BERDASARKAN INFORMASI =>
A – Menurut teks tentang usulan rumah sakit di Padang Sidempoean, berapa kira-kira jumlah penduduk Zuid Tapanoeli?
B – Teruskan teks tentang usulan rumah sakit di Padang Sidempoean, mulai setelah kalimat terakhirnya.

TEKS YANG DITAMPILKAN =>
== == ==

Proposal Dr. Abdoel Rasjid adalah untuk membentuk sistem kesehatan sendiri yang terpisah dengan sistem kesehatan di Residentie Tapanoeli. Saat ini (dan biasanya) kepala kesehatan berada di ibukota residentie. Di Residentie Tapanoeli dikepalai oleh kepala dinas kesehatan yang dijabat oleh Dr. Sjoeib Proehoeman, Ph.D. Di setiap ibukota residentie terdapat rumah sakit umum. Meski Zuid Tapanoeli (Afdeeling Padang Sidempoean) adalah bagian dari Residentie Tapanoeli, tetapi ada keinginan (proposal Dr. Abdoel Rasjid) agar di Padang Sidempoean (ibukota Afdeeling Padang Sidempoean) juga terdapat rumah sakit. Dr. Abdoel Rasjid mengharapkan Dr. Sjoeib Proehoeman, Ph.D sebagai kepala dinas kesehatan residentie di Sibolga (ibukota Residentie Tapanoeli) yang juga merangkap kepala rumah sakit di Sibolga dan Dr. Aminoeddin Pohan, Ph.D untuk mengepalai rumah sakit yang (akan) dibangun di Padang Sidempoean.  

Pada bulan November 1932 diadakan konferensi di Padang Sidempoean untuk membahas proposal Dr. Abdoel Rasjid (De Sumatra post, 03-11-1932). Dalam konferensi ini juga turut dihadiri oleh Dr. Offringa, hoofd van den Dienst der Volksgezondheid (DVG) yang langsung datang dari Batavia. Hasil konferensi semua sepakat untuk meningkatkan layanan kesehatan dan menaikkan status kesehatan penduduk di Zuid Tapanoeli yang memiliki populasi sekitar 300.000 jiwa. Dr. Offringa setuju dengan proposal tersebut. Lalu kemudian Dr. Offringa mengajak Dr. Abdoel Rasjid untuk studi banding ke Rumah Sakit Petronella di Djogjakarta. Dr. Offringa meminta proposal pembangunan rumah sakit ini dibiayai oleh Departemen Kesehatan dan proses persiapan dan pembangunan dipercayakan kepada Dr. Abdoel Rasjid. Dalam perkembangannya, Dr. Abdoel Rasjid membuat skema yang memungkinkan (lihat De Sumatra post, 09-06-1933). Dr. Abdoel Rasjid Zuid Tapanouli akan disediakan oleh pemerintah seorang dokter pemerintah di Penjaboengan dan juga dokter sipil di Padang Sidempoean. Menurut Dr. Abdoel Rasjid, ini akan mendorong inisiatif swasta untuk mengurus perawatan pasien sendiri. Dr. Abdoel Rasjid menekankan bahwa para dokter yang bekerja di Zuid Tapanoeli dan Sibolga, salah satu dokternya berasal dari wilayah Zuid Tapaneoli sendiri. Dokter Sipil yang ditempatkan di Padang Sidempoeam adalah Dr. Aminoedin Pohan, Ph.D dan dokter pemerintah di Sibolga adalah Dr. Sjoeib Proehoeman, Ph.D. Sementara untuk praktik pribadi di Padang Sidempoean lebih lanjut diselenggarakan oleh Dr. Mohamad Sen, sedangkan di Penjaboengan akan ditempatkan dokter pemerintahh, Moh. Arif.

== == ==

DATA YANG DIBERIKAN =>

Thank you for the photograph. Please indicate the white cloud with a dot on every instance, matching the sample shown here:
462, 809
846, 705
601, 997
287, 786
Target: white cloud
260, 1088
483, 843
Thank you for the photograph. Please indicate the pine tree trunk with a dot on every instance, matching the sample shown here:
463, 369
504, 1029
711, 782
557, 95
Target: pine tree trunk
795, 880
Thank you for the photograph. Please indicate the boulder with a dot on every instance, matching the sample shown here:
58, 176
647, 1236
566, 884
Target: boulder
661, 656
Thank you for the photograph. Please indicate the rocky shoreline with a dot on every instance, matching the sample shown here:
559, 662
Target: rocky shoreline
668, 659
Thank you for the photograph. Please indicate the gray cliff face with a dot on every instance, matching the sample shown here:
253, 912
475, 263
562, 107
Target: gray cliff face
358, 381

== == ==

JAWABAN SOAL =>
A – Sekitar 300.000 jiwa.

B –
Sementara itu di Batavia diumumkan bahwa Dr. Sjoeib Proehoeman termasuk dari enam dokter yang dipromisikan sebagai dokter kelas satu di Hindia Belanda (De Sumatra post, 03-11-1933). Dalam pengumuman berikutnya sebagaimana diberitakan De Sumatra post, 06-11-1933 bahwa Dr. Sjoeib Proehoeman ditempatkan sebagai dokter pemerintah kelas satu di Sibolga, Tapanoeli.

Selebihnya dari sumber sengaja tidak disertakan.